(Region annotation entries)
* START *
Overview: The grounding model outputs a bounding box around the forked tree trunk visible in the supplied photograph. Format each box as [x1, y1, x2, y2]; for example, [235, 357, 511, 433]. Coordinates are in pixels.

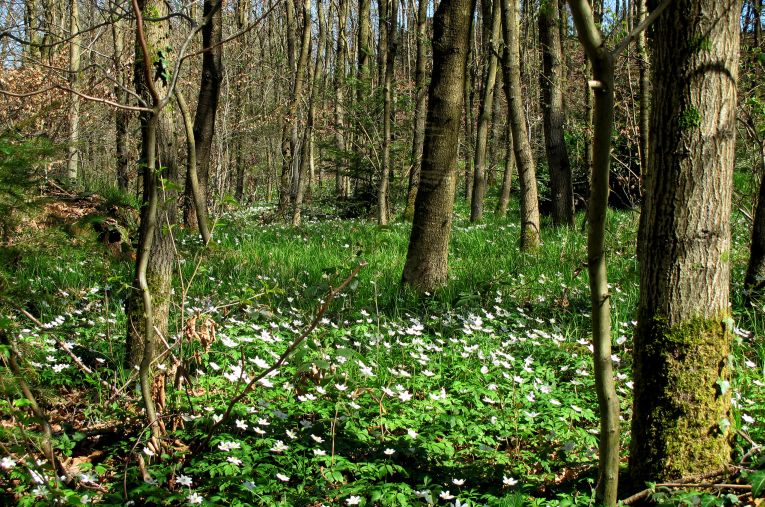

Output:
[498, 0, 540, 250]
[183, 0, 223, 227]
[404, 0, 430, 220]
[630, 0, 740, 487]
[402, 0, 474, 291]
[539, 0, 574, 227]
[470, 0, 502, 222]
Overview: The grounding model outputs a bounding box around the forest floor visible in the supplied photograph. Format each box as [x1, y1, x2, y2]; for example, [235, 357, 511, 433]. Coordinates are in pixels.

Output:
[0, 188, 765, 506]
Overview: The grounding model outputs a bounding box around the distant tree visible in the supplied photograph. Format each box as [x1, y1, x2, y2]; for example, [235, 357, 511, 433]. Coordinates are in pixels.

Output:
[470, 0, 502, 222]
[183, 0, 223, 234]
[498, 0, 540, 250]
[630, 0, 740, 485]
[539, 0, 574, 226]
[402, 0, 474, 291]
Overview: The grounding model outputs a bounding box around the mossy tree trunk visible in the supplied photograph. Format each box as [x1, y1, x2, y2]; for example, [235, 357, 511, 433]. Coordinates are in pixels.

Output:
[402, 0, 475, 291]
[126, 0, 178, 368]
[630, 0, 740, 487]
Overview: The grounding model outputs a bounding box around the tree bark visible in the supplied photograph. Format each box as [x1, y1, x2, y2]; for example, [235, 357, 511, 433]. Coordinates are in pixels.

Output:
[404, 0, 430, 220]
[112, 13, 130, 192]
[402, 0, 475, 291]
[66, 0, 80, 183]
[539, 0, 574, 227]
[635, 0, 651, 184]
[334, 0, 349, 196]
[499, 0, 540, 250]
[377, 0, 398, 225]
[470, 0, 502, 222]
[279, 0, 311, 215]
[183, 0, 223, 232]
[630, 0, 740, 487]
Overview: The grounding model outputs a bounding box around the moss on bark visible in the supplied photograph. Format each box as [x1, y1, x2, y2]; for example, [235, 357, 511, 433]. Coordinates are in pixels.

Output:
[630, 315, 731, 485]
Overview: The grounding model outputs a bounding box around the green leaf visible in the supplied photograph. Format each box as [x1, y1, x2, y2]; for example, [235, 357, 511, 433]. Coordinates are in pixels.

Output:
[752, 472, 765, 498]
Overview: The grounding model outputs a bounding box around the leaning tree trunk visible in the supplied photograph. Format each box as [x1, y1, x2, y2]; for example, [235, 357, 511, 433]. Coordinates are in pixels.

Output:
[126, 0, 178, 374]
[539, 0, 574, 227]
[404, 0, 429, 220]
[497, 0, 540, 250]
[183, 0, 223, 227]
[402, 0, 474, 291]
[630, 0, 740, 486]
[470, 0, 502, 222]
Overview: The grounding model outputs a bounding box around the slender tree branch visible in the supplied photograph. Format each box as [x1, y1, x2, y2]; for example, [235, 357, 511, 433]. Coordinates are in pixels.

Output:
[612, 0, 672, 56]
[199, 262, 367, 449]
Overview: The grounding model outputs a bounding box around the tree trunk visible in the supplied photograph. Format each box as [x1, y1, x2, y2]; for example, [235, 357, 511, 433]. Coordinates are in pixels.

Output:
[630, 0, 740, 487]
[499, 0, 540, 250]
[539, 0, 574, 227]
[279, 0, 311, 214]
[126, 0, 177, 368]
[402, 0, 475, 291]
[66, 0, 80, 183]
[183, 0, 223, 227]
[404, 0, 429, 220]
[635, 0, 651, 181]
[334, 0, 349, 196]
[112, 14, 130, 192]
[377, 0, 398, 225]
[497, 123, 515, 218]
[470, 0, 502, 222]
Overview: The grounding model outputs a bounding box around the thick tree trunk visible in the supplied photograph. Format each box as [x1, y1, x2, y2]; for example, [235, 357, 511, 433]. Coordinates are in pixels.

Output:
[470, 0, 502, 222]
[126, 0, 178, 368]
[635, 0, 651, 185]
[498, 0, 540, 250]
[402, 0, 474, 291]
[183, 0, 223, 227]
[539, 0, 574, 227]
[630, 0, 740, 487]
[404, 0, 429, 220]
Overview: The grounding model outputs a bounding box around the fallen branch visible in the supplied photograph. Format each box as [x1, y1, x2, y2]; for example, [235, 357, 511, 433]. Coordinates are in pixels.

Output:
[620, 466, 736, 505]
[193, 262, 367, 452]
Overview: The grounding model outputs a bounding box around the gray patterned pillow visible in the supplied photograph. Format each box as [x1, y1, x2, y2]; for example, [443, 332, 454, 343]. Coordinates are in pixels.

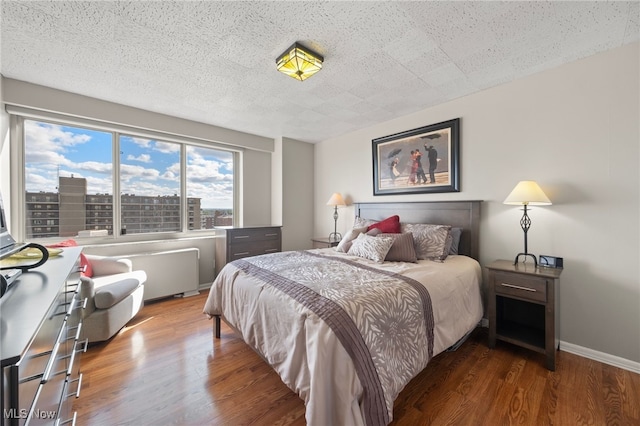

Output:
[377, 232, 418, 263]
[449, 228, 462, 254]
[348, 234, 393, 263]
[402, 223, 451, 260]
[353, 216, 377, 232]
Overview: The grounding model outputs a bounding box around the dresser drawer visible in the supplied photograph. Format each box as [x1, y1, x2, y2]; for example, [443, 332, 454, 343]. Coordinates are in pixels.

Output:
[494, 272, 547, 302]
[227, 228, 280, 246]
[228, 240, 280, 261]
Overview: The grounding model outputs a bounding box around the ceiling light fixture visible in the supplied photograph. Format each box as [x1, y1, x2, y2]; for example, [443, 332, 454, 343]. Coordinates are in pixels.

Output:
[276, 42, 324, 81]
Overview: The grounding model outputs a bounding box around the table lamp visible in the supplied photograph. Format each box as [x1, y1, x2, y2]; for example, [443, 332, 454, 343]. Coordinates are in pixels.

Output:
[503, 180, 551, 267]
[327, 192, 346, 241]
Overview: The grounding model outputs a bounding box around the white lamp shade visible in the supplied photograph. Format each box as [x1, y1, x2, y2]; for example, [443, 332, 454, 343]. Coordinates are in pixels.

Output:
[504, 180, 551, 206]
[327, 192, 346, 206]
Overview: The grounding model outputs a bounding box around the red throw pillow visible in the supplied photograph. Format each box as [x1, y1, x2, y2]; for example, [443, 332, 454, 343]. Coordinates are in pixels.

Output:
[47, 239, 93, 278]
[367, 215, 400, 234]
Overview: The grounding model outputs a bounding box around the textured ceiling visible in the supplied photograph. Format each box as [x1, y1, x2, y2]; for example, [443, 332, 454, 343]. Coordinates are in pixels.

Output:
[0, 0, 640, 142]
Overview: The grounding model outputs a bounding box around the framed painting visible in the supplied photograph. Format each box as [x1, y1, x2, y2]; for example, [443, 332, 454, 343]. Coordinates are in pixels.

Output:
[372, 118, 460, 195]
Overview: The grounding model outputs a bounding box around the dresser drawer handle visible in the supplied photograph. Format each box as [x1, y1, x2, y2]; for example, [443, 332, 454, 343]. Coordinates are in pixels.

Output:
[500, 283, 538, 293]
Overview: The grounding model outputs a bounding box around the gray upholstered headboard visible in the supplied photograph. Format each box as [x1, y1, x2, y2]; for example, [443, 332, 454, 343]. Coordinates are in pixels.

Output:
[354, 200, 482, 260]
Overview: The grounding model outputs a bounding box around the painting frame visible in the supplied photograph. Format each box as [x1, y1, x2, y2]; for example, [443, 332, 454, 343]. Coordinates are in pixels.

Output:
[371, 118, 460, 196]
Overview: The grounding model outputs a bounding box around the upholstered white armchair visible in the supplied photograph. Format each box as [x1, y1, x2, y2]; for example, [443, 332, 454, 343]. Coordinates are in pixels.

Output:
[80, 255, 147, 342]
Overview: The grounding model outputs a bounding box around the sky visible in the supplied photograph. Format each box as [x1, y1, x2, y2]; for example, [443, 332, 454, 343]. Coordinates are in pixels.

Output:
[25, 120, 233, 209]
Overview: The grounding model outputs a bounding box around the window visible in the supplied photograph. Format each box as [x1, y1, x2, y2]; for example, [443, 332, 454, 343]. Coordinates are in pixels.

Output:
[22, 119, 237, 239]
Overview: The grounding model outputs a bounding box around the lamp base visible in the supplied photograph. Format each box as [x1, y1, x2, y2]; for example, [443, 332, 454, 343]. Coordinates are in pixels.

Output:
[513, 253, 538, 268]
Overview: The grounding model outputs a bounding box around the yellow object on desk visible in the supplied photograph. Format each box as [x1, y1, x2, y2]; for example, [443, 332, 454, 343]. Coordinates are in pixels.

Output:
[9, 247, 62, 260]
* END *
### Stated exercise
Filter the listing above down to the lines that contain the string "textured", and copy each matching line in full. Treat the match as case-sensitive.

### Answer for the task
Overview: The grounding model outputs a bounding box around the textured ceiling visible in the supplied photograph. Format each box as [x1, y1, x2, y2]; for example, [443, 332, 454, 343]. Coordinates are in pixels.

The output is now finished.